▶ Exercise prompt: Copy out each line of the data holding "baseboard".

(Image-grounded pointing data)
● ● ● ● ● ● ●

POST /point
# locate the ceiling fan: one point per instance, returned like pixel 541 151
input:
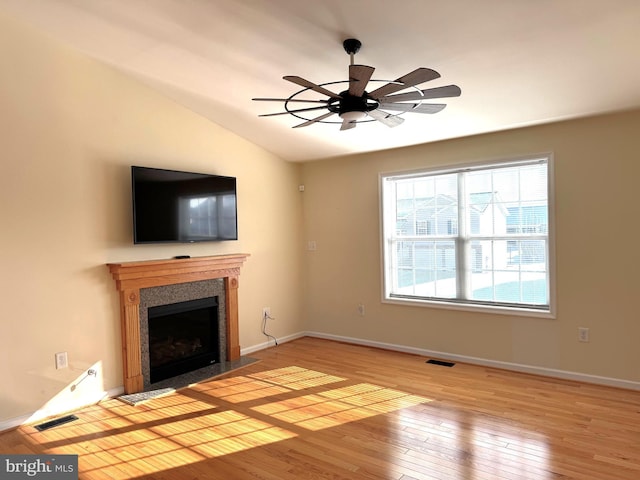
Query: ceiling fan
pixel 356 105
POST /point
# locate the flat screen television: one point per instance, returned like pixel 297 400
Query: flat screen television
pixel 182 207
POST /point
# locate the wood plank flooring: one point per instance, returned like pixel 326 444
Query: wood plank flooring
pixel 317 409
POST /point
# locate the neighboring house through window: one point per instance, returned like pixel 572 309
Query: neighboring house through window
pixel 473 236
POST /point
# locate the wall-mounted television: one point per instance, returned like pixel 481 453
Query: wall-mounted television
pixel 170 206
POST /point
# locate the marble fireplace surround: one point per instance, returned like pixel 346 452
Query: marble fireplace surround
pixel 130 277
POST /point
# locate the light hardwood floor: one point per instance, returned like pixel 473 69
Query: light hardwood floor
pixel 317 409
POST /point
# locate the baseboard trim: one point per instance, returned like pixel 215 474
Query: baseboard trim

● ● ● ● ● ● ●

▶ Exercise response:
# locate the baseboard trim: one point per instance, returned like pixel 215 474
Query: baseboard trim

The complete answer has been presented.